> _Page text_
Here are some frequent questions that I receive and some common myths about food safety in your home.

Myth 1: Food poisoning isn’t that big of a deal. I just have to tough it out for a day or two and then it’s over. Fact: Many people don’t know it, but some foodborne illnesses can actually lead to long-term health conditions, and 3,000 Americans a year die from foodborne illness.

Myth 2: It’s OK to thaw meat on the counter. Since it starts out frozen, bacteria isn’t really a problem. Fact: Actually, bacteria grow surprisingly rapid at room temperatures, so a counter is never a place you should thaw foods. Instead, thaw foods in the refrigerator or in the microwave.

Myth 3: When cleaning my kitchen, the more bleach I use, the better. More bleach kills more bacteria, so it’s safer for my family. Fact: There is actually no advantage to using more bleach than needed. To clean kitchen surfaces effectively, use just one teaspoon of liquid, unscented bleach to one quart of water.

> _Collected material_

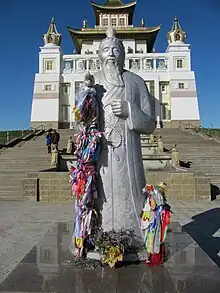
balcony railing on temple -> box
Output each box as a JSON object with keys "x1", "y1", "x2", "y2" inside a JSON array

> _Activities_
• a. Write out the part of the food safety myths text that runs from "Myth 1: Food" through "quart of water.".
• b. According to the food safety myths text, how many Americans die from foodborne illness each year?
• c. List every myth in the food safety myths text, giving only the first sentence of each.

> _Responses to the exercise_
• a.
Myth 1: Food poisoning isn’t that big of a deal. I just have to tough it out for a day or two and then it’s over. Fact: Many people don’t know it, but some foodborne illnesses can actually lead to long-term health conditions, and 3,000 Americans a year die from foodborne illness.

Myth 2: It’s OK to thaw meat on the counter. Since it starts out frozen, bacteria isn’t really a problem. Fact: Actually, bacteria grow surprisingly rapid at room temperatures, so a counter is never a place you should thaw foods. Instead, thaw foods in the refrigerator or in the microwave.

Myth 3: When cleaning my kitchen, the more bleach I use, the better. More bleach kills more bacteria, so it’s safer for my family. Fact: There is actually no advantage to using more bleach than needed. To clean kitchen surfaces effectively, use just one teaspoon of liquid, unscented bleach to one quart of water.

• b. 3,000 Americans a year die from foodborne illness.

• c.
Food poisoning isn’t that big of a deal.
It’s OK to thaw meat on the counter.
When cleaning my kitchen, the more bleach I use, the better.